DOCUMENT EXCERPT:
((

I am proud of my decision to come to Canada. It is the first of my adult life which I can say that about. Looking back I would do it all over again. I believe it was the only correct choice I had at the time. I am proud I had the courage to follow my conscience.I am going to fight to protect the life I have started here in Canada. I love Canada and have found a certain peace in the mountains of the Kootenays that I have never before experienced in my life. I appreciate the support and understanding from all the Canadians I have met. Canada is my home and in these final days I intend to fight to maintain the legal right to remain here with the people that I love so much.I would appreciate anything that you can do to assist me in that endeavor.

Christopher John Teske
Former Specialist, US Army

Chris' friends and supporters are holding a pot-luck tonight, so they can be together when they get word that the deportation has been stayed. Local people have been very supportive, and Member of Parliament Alex Atamanenko (NDP, BC Southern Interior), a strong supporter of war resisters in Canada, has been speaking out on Chris' behalf.We'll be holding our breath all day. More later. Now please go write your letters!

Tuesday, January 13, 2009

Vietnam, Afghanistan, and GI Resistance


One of the lessons of the Vietnam antiwar movement is this: ALL forms of resistance are valid. It’s okay to advocate one or another form of resistance, as long as you understand that ALL forms of resistance WILL take place. It is a big mistake to play one form of resistance off against another form of resistance. Resisting deployment orders and/or going AWOL, for example, should not be played off against joining the military to organize soldiers against the war. Even if one chooses to re-deploy to Iraq and document the war, some good may well come from that action.

))

Data listing:
((

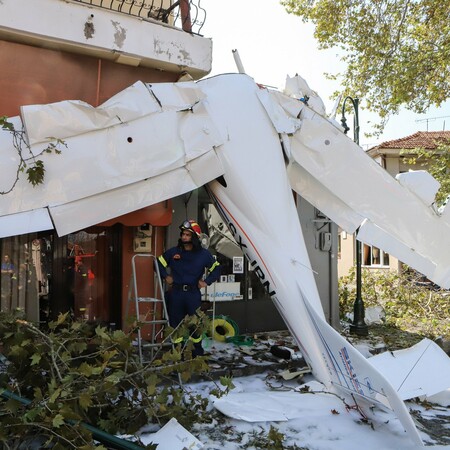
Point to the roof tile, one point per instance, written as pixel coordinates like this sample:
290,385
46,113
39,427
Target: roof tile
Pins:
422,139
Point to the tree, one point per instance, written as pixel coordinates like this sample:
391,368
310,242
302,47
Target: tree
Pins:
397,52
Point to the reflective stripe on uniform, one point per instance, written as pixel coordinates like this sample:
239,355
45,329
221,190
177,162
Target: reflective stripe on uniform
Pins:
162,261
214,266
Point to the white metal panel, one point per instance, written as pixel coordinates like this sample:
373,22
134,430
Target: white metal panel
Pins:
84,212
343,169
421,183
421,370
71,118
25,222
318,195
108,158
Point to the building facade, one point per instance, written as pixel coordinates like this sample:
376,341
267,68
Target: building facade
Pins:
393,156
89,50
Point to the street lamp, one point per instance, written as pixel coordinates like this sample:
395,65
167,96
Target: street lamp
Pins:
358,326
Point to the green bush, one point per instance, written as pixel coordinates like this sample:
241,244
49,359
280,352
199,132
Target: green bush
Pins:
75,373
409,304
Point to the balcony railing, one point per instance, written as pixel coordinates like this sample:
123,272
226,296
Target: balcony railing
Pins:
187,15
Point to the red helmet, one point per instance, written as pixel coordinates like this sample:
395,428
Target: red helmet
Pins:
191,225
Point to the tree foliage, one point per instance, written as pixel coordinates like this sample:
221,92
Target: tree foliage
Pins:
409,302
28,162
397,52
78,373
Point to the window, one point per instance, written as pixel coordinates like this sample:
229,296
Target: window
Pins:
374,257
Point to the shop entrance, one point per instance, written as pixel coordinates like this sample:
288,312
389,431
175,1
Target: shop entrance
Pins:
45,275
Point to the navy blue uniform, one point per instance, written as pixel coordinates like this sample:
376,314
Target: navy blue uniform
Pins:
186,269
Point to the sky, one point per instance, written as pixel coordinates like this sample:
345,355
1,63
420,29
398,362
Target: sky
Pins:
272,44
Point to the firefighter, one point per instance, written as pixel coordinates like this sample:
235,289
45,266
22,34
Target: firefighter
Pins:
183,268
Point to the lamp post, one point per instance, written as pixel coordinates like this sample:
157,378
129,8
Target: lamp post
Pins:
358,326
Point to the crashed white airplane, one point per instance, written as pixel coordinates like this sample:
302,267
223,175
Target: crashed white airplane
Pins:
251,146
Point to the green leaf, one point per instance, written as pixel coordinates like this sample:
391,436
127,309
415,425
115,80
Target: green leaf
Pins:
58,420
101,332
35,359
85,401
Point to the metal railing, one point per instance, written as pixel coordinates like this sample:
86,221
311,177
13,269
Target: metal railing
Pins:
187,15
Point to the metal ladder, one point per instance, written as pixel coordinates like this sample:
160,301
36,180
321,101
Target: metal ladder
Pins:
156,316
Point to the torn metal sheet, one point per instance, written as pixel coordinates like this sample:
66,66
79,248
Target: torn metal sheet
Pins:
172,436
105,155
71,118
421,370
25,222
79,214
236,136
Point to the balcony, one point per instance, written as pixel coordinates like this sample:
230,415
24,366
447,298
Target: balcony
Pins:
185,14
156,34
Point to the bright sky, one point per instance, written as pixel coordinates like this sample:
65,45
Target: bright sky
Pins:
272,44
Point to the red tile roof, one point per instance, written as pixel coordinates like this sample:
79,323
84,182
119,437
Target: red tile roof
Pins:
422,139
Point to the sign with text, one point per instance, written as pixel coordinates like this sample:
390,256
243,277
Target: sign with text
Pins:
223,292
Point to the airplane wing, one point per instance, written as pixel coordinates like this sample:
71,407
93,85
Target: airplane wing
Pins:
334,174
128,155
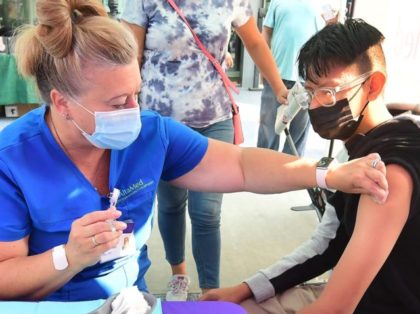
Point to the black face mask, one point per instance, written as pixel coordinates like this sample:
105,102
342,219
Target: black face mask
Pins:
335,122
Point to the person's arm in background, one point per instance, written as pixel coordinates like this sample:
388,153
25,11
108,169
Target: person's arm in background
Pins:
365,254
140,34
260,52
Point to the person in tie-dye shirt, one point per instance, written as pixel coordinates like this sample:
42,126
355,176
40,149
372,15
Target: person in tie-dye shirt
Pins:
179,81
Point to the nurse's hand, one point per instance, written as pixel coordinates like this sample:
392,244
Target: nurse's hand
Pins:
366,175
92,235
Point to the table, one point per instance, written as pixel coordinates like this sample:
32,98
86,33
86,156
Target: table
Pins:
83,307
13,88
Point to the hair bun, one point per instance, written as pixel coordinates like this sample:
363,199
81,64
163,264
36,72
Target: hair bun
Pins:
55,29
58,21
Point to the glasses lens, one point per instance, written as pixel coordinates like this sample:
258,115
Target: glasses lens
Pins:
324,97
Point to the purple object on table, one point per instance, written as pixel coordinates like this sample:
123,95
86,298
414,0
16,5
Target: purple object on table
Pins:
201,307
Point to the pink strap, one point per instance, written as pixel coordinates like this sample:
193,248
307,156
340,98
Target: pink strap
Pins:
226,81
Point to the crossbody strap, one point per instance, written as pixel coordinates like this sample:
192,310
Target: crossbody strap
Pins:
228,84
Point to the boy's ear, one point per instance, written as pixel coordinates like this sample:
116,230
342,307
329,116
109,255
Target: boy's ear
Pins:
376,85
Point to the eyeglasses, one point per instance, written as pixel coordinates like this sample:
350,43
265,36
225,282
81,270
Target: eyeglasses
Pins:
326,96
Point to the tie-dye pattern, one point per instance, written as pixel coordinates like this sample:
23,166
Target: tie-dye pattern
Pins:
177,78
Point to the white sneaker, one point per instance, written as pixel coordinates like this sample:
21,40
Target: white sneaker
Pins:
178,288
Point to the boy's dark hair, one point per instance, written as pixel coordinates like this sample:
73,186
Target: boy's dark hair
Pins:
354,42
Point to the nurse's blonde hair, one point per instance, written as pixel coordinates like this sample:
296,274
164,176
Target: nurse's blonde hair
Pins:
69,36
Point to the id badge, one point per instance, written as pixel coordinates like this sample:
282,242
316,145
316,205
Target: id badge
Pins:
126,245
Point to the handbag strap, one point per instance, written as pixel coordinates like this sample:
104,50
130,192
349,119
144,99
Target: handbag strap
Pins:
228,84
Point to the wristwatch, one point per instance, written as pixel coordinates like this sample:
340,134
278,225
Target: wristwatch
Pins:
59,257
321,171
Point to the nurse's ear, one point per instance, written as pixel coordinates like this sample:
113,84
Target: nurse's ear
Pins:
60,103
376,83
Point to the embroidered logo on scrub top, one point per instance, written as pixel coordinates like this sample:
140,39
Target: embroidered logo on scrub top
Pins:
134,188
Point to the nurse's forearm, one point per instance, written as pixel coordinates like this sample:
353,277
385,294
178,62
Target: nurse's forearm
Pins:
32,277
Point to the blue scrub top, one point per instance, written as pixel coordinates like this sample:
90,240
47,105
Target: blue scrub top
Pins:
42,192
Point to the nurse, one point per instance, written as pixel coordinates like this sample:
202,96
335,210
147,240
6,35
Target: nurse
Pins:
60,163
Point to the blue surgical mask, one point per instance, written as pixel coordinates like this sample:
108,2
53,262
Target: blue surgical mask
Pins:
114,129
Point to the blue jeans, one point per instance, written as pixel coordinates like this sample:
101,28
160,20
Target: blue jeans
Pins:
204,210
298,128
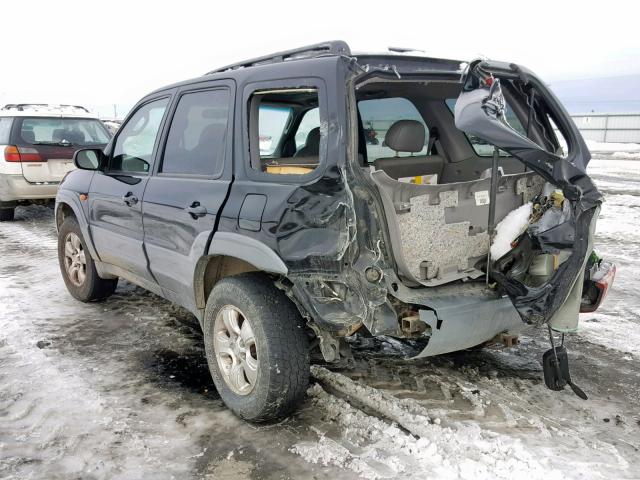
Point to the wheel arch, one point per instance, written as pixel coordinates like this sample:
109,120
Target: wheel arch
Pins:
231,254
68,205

))
((

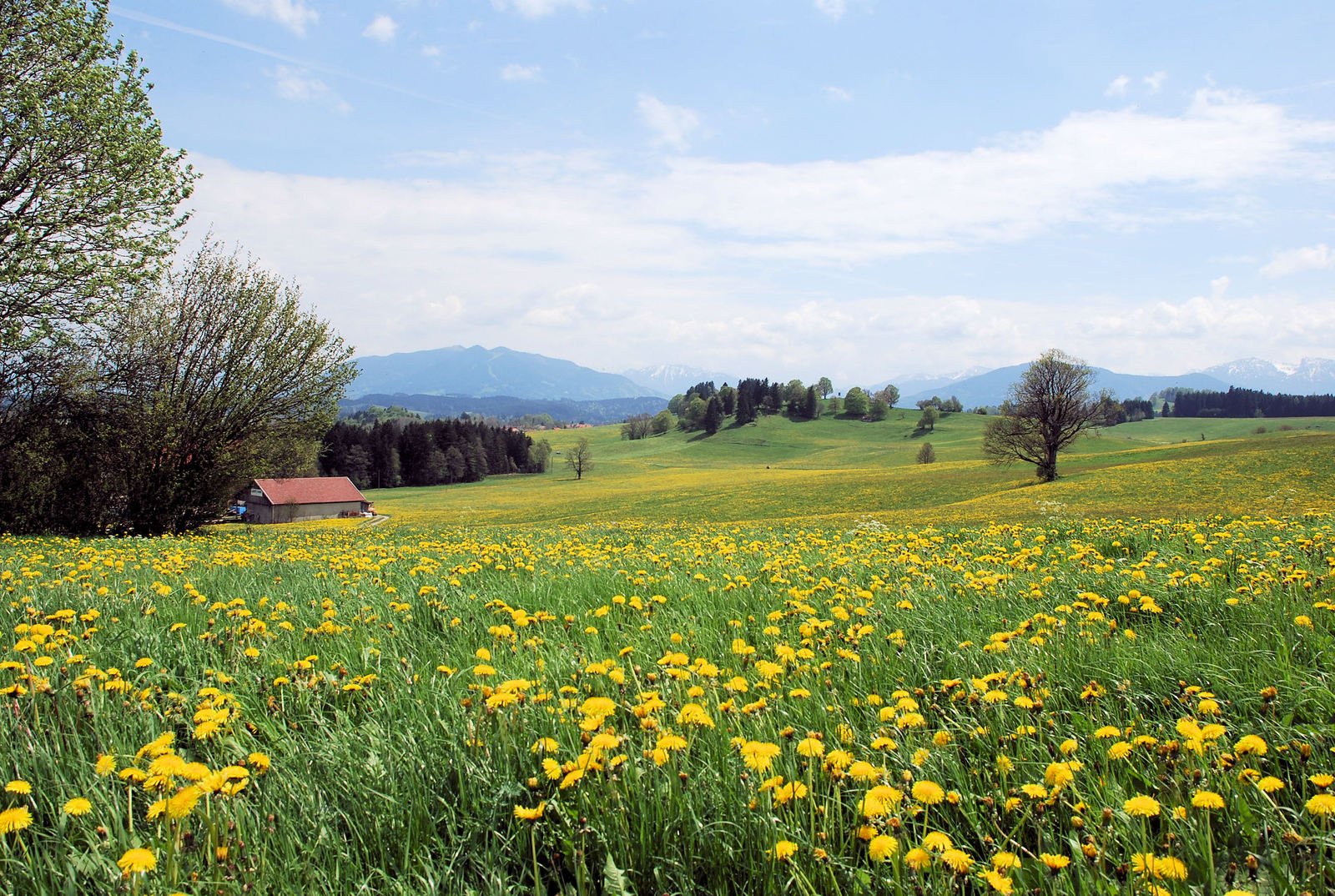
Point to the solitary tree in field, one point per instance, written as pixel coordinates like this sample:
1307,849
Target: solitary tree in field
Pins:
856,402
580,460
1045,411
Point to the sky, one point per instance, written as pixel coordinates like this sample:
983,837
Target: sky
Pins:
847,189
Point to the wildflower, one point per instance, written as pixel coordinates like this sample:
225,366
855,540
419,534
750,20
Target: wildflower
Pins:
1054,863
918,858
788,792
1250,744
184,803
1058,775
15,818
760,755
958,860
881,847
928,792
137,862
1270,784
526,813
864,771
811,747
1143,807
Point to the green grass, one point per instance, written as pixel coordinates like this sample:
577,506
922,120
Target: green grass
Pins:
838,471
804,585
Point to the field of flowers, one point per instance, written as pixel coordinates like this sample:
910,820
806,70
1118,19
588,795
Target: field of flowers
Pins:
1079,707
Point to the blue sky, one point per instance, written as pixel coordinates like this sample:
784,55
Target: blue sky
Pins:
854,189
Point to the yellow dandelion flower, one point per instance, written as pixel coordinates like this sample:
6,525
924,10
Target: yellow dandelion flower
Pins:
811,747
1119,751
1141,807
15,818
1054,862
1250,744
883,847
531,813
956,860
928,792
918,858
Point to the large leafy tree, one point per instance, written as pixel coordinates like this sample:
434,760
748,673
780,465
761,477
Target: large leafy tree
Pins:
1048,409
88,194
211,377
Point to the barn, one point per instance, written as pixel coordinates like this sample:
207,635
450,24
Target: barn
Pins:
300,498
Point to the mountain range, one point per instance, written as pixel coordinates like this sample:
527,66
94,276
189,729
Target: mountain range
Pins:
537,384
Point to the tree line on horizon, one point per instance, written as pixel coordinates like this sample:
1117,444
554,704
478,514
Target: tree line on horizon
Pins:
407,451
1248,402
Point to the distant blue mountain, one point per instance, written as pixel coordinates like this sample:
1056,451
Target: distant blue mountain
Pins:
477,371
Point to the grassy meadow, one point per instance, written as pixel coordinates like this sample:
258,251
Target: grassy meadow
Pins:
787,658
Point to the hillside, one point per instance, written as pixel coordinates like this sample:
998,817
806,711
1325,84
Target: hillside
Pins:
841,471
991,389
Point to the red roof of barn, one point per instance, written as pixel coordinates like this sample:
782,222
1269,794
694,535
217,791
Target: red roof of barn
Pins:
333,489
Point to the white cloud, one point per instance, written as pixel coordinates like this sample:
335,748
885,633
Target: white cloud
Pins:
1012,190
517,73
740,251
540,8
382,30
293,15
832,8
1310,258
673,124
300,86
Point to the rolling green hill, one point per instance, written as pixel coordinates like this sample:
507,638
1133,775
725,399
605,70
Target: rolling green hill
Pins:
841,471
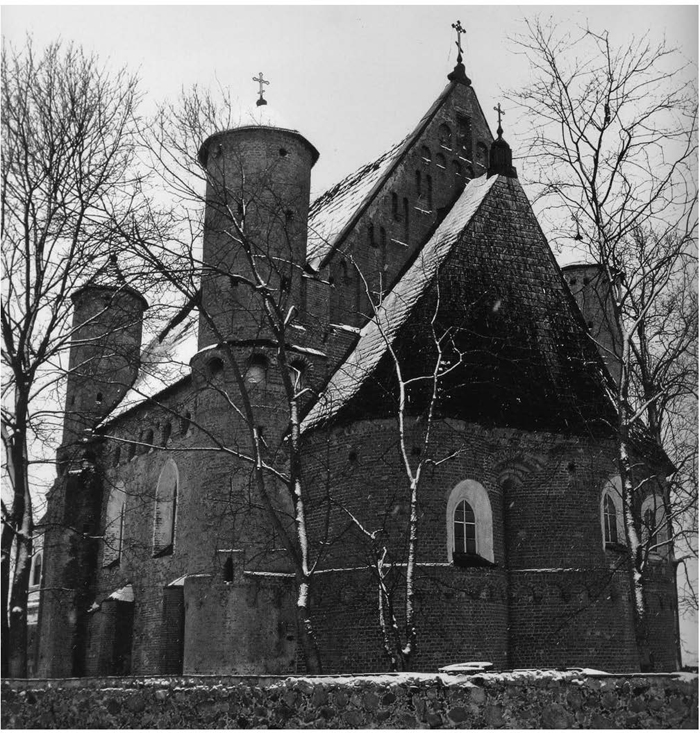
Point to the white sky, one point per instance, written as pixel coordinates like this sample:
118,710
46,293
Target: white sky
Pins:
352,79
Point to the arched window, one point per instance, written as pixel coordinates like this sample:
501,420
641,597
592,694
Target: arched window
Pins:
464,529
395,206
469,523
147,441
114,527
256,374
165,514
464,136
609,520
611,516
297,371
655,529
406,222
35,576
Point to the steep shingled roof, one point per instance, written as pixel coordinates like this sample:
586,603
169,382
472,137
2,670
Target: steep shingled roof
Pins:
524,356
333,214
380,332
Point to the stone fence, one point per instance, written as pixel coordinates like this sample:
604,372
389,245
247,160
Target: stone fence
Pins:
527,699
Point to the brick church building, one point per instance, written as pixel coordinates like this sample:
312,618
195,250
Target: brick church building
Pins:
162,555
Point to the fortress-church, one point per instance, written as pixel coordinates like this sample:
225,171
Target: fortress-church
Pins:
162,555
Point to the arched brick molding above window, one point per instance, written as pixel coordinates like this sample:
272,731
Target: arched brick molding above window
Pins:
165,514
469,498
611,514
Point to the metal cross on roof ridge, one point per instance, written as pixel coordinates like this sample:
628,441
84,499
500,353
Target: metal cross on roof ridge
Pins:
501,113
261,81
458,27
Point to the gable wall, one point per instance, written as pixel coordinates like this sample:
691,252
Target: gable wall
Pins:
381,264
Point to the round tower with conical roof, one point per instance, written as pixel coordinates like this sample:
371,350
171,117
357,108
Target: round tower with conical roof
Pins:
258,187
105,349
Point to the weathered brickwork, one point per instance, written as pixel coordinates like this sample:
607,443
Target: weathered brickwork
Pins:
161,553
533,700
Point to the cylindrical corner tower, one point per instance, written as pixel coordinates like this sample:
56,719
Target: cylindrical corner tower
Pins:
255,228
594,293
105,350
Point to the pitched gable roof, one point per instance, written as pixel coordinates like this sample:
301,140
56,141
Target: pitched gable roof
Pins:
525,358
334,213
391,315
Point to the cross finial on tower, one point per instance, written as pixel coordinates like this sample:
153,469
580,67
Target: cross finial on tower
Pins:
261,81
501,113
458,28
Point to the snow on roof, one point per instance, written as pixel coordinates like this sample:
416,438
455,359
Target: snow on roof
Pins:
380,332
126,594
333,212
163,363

))

Repeat word for word the passage of the text about war resistance from "Christopher John Teske" to "write your letters!". The entries are separate material, unrelated to the text about war resistance.

RESULT BELOW:
Christopher John Teske
Former Specialist, US Army

Chris' friends and supporters are holding a pot-luck tonight, so they can be together when they get word that the deportation has been stayed. Local people have been very supportive, and Member of Parliament Alex Atamanenko (NDP, BC Southern Interior), a strong supporter of war resisters in Canada, has been speaking out on Chris' behalf.We'll be holding our breath all day. More later. Now please go write your letters!